Görevler ve Alıştırmalar:
(1) Aşağıdaki üç ifadenin müzik yazısıyla uyuşup uyuşmadığını evet ya da hayır diye belirt, her birinde karara varmanı sağlayan sözleri yazıdan birebir alıntıla. (a) İbrahim Maalouf 1980'de Beyrut'ta doğmuştur. (b) Le Trio Joubran grubu dört kardeşten oluşur. (c) Rashed Taha Cezayir'de yaşamaktadır.
(2) Listeyi filtrele ve "lanyard" dizesini içeren her satırı kopyala. Büyük ve küçük harf ayrımı gözetilir.

Seçilen Bölüm:
====================

3 Temmuz 2014 Perşembe

Günaydınlar...


Günaydınlar, hayırlı günlerimiz olsun...
Hava biraz serin olabilir, esintili olursa daha çok severiiiizzz, sevinirizzz...
Malum bir şeyler yiyip içemediğimize göre hava da çok sıkmasın istiyoruz.
Bugün aklıma gelen bir konu yok.
Diyordum ki son anda bir konu buldummmm...
:))))
Müzik...


Kendinizi müziksiz bir hayatın içinde düşünebiliyor musunuz?
Ben düşünemiyorum...



Kimi zaman enstrumantal, kimi zaman sağlam alt yapısı olan, güzel sözlü müzikler...
Başımın tacı oldu her zaman.
Blogumda bolca paylaştım hep.
Etnik müzikler de ilgimi çeken grupta..
Özellikle Arap dünyasından çokça sanatçı yetişmiş.
En son keşfim(Daha doğrusu Kuzucuumun keşfi):
Rashed Taha...Cezayir asıllı Fransa' da yaşayan,
 müzik kariyerine de burada devam eden bir sanatçı...



İbrahim Maalouf, 
Trompetçi olan babası Nassim Maalouf'un bulduğu 4 pistonlu trompetiyle, 
o kullanmayı çok sevdiğimiz “Doğu-Batı sentezi”kalıbınının yaşayan en güzel örneği. 
1980 Beyrut doğumlu İbrahim Maalouf, 
ülkemizde de pek çok konsere imzasını atmıştır...



Le Trio Joubran grubu 3 Filistin‘ li udi kardeşten oluşuyor.
 Samir, Wissam ve Adnan Joubran kardeşlerin adı. 
Uda öyle hakimler ki çok güzel eserleri var...



Taleal Bedr-u Aleyna...

====================

Görev Malzemesi:
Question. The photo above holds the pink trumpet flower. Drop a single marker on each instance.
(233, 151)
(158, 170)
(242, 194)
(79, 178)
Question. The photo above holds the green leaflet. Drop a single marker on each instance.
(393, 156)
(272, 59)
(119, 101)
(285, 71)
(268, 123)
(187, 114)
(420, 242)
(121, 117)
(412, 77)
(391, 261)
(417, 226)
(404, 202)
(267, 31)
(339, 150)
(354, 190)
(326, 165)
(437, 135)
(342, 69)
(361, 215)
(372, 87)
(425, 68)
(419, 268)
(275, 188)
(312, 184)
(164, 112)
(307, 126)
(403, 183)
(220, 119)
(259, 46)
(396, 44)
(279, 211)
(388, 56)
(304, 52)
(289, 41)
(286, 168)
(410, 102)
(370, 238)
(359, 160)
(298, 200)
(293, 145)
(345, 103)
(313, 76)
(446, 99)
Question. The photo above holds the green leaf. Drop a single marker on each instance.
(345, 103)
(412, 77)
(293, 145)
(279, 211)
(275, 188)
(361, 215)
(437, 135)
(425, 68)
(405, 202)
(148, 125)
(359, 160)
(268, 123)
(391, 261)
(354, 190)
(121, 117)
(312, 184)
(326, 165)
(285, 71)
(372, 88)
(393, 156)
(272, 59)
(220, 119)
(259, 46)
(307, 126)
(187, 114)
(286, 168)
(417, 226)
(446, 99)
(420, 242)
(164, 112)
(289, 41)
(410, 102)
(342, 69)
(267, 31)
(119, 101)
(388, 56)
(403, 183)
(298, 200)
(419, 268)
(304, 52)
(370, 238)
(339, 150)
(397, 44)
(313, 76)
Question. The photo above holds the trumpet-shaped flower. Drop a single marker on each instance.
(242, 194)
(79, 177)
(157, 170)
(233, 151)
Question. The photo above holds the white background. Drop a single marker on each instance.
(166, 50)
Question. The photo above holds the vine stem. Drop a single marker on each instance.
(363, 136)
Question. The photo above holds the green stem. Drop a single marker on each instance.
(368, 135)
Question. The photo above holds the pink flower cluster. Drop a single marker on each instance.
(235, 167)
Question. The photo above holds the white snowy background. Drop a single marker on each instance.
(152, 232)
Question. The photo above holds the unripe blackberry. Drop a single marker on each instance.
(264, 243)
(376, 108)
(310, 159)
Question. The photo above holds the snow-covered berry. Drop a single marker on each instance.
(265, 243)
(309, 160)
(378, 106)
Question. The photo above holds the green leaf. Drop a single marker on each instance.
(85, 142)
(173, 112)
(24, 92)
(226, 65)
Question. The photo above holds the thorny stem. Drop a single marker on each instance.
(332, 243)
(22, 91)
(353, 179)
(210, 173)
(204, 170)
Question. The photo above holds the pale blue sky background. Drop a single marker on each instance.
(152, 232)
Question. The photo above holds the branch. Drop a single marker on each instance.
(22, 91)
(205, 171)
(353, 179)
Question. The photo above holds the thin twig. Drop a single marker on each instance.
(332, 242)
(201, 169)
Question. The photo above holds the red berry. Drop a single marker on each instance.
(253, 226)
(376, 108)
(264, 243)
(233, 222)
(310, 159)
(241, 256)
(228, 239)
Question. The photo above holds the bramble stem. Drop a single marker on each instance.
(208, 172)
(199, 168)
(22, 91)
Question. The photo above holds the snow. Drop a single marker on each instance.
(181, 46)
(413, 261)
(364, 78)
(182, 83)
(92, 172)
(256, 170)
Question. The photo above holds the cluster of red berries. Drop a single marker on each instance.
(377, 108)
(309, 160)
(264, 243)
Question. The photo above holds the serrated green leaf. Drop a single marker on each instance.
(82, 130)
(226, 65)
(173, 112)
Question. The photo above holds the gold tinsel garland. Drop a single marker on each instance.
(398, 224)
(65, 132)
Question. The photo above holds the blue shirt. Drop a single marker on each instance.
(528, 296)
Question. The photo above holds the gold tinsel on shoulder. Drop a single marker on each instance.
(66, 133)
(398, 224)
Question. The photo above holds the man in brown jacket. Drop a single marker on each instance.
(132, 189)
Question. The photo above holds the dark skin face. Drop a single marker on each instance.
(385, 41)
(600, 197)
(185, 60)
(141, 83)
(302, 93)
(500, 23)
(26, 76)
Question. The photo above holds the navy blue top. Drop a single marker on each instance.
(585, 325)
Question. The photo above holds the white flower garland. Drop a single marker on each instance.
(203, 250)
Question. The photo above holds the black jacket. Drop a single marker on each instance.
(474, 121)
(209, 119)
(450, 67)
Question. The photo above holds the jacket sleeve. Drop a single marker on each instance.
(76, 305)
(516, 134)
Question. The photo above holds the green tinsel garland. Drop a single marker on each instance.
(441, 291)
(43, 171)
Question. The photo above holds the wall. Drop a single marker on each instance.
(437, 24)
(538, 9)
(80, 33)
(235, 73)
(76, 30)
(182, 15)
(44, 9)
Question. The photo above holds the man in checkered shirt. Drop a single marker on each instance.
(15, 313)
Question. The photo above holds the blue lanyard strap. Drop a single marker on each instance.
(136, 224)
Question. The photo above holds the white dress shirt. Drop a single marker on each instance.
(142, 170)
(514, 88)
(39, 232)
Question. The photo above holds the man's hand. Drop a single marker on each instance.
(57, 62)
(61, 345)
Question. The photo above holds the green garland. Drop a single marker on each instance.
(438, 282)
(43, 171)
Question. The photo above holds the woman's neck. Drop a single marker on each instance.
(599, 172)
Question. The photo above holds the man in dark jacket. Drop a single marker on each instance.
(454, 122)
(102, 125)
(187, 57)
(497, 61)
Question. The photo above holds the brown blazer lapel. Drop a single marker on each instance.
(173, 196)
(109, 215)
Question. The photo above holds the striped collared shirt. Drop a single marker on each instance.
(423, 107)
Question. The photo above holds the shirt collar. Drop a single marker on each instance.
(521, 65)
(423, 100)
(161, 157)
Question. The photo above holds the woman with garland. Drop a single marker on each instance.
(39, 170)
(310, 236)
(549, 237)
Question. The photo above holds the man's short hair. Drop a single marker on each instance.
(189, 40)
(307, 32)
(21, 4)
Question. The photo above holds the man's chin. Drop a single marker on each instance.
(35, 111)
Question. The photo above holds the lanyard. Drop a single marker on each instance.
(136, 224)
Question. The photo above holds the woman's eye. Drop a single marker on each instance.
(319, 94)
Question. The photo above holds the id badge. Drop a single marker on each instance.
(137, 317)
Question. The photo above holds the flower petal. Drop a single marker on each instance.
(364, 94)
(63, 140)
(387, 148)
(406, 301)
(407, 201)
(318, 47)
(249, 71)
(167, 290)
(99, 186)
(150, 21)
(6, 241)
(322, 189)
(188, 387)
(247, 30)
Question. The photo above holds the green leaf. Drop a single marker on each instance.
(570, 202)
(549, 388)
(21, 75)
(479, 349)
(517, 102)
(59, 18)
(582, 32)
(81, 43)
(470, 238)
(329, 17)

====================

Verilen Cevaplar:
(1)
(a) Evet: "1980 Beyrut doğumlu İbrahim Maalouf"
(b) Hayır: "Le Trio Joubran grubu 3 Filistin‘ li udi kardeşten oluşuyor."
(c) Hayır: "Cezayir asıllı Fransa' da yaşayan"

(2)
Question. The photo above holds the blue lanyard strap. Drop a single marker on each instance.
Question. The photo above holds the lanyard. Drop a single marker on each instance.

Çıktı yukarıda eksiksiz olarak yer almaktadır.